◆ THE REQUEST ◆
How many lines in the records below contain the word "noodle"? Reply with the number only.

** start of DATA FOR PROCESSING **

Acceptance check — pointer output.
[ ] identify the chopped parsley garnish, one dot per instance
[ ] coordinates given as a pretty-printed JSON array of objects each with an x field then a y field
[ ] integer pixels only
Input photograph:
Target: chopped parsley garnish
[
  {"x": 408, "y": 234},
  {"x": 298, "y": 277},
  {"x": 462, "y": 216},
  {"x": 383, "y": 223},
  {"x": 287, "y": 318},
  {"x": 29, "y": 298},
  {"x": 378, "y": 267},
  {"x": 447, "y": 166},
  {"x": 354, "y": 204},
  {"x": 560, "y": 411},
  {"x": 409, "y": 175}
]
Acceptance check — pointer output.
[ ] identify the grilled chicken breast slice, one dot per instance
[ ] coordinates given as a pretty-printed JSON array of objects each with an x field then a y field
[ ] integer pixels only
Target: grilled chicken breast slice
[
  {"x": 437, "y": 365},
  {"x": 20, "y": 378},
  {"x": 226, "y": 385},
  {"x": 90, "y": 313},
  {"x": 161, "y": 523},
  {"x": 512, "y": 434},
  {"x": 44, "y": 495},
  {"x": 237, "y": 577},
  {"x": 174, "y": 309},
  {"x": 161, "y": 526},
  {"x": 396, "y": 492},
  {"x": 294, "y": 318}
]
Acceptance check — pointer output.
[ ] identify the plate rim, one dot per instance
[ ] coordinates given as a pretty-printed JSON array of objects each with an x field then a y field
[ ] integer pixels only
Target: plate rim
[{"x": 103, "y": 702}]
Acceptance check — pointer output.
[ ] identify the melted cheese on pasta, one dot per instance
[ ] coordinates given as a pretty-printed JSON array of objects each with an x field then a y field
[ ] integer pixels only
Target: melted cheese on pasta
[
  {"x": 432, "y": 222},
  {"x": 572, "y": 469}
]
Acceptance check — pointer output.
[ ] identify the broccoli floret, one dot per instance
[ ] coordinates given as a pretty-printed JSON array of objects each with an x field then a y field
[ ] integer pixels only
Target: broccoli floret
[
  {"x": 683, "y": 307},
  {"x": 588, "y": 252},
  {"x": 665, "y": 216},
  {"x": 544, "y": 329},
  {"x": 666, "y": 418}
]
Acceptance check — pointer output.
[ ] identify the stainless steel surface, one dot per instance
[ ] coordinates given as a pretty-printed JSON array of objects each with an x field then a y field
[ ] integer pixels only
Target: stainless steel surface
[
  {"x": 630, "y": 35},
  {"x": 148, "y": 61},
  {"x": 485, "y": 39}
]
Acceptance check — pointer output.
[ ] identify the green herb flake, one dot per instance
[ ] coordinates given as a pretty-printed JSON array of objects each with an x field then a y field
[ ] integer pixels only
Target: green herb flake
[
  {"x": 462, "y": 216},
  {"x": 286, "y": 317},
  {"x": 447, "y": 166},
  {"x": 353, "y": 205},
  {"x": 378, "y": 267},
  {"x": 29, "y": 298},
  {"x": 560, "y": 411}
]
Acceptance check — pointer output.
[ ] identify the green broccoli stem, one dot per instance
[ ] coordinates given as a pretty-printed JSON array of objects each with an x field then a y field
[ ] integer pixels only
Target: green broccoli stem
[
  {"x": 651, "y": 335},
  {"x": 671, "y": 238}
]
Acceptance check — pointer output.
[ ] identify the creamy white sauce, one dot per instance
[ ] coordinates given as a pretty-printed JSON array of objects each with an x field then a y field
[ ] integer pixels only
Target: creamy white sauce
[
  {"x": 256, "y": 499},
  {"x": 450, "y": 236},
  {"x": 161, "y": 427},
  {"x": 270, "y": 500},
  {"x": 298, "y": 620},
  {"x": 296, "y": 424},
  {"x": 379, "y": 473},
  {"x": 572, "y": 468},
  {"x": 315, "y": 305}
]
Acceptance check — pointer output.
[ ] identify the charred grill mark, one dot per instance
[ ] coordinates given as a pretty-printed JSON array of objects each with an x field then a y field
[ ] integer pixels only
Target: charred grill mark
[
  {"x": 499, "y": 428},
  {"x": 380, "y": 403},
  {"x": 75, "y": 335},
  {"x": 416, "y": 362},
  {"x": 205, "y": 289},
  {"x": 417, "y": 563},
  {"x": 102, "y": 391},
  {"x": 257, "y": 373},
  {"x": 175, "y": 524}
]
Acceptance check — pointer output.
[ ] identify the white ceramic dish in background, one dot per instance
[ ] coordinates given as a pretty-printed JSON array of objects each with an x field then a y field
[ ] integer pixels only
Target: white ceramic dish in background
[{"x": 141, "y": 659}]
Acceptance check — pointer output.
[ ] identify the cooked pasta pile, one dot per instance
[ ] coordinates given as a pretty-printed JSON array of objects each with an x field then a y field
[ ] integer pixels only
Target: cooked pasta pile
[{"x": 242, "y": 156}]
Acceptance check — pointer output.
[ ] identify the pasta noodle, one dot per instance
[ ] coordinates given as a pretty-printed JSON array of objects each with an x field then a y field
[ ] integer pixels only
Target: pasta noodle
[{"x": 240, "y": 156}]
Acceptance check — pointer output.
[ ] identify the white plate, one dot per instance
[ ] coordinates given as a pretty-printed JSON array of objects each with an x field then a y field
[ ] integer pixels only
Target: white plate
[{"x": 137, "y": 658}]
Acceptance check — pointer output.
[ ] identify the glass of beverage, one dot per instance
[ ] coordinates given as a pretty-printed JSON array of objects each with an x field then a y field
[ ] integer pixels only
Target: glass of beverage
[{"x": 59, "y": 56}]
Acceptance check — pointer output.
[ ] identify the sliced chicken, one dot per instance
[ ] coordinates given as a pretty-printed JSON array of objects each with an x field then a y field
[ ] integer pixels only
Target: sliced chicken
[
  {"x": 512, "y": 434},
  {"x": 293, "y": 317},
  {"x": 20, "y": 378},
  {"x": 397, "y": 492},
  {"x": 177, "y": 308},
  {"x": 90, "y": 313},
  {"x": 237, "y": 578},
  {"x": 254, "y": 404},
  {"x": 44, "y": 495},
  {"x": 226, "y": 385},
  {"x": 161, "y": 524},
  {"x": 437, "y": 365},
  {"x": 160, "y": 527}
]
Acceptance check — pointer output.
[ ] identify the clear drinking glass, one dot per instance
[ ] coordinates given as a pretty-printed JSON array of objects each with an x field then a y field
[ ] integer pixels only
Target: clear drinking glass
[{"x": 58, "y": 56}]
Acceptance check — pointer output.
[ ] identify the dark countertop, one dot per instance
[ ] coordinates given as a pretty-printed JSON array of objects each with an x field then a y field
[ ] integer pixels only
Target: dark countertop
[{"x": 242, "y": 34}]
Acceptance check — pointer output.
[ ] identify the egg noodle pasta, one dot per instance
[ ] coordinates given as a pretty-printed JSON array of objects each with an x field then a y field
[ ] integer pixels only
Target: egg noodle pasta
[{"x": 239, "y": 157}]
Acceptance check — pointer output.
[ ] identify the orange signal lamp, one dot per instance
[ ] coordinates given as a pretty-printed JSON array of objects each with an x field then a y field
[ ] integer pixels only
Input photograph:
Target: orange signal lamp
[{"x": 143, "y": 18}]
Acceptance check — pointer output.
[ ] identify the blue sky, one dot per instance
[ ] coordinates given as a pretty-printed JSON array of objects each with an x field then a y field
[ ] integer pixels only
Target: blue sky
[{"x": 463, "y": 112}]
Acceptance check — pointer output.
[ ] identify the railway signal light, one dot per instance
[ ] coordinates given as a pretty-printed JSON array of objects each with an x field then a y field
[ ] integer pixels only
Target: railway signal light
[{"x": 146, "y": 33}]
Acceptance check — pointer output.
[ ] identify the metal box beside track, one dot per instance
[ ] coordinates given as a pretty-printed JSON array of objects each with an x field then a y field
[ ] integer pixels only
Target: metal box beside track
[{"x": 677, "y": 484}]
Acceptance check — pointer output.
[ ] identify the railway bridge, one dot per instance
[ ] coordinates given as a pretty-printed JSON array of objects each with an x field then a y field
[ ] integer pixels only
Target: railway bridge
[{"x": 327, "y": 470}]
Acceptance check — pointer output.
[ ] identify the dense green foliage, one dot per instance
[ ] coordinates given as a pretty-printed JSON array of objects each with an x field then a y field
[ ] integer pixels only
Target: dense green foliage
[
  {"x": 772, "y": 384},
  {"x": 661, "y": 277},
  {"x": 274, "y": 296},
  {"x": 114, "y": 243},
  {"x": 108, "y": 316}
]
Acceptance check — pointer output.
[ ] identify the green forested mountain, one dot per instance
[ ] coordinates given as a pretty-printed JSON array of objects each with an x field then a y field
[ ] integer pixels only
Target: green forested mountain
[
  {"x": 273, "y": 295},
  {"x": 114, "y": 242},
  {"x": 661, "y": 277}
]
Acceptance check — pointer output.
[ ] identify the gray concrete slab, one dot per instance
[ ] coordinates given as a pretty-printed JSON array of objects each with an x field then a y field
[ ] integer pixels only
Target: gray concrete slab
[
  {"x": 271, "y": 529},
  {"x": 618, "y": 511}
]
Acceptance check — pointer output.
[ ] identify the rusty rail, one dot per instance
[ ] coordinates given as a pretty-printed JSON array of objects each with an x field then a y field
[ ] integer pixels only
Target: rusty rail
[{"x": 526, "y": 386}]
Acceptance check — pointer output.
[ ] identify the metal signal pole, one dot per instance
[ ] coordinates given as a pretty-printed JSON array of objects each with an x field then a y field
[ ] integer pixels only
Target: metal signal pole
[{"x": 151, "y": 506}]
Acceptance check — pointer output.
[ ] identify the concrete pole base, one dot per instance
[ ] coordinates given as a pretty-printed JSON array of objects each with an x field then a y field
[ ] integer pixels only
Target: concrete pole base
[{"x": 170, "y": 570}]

** end of DATA FOR PROCESSING **

◆ CORRECT RESULT ◆
4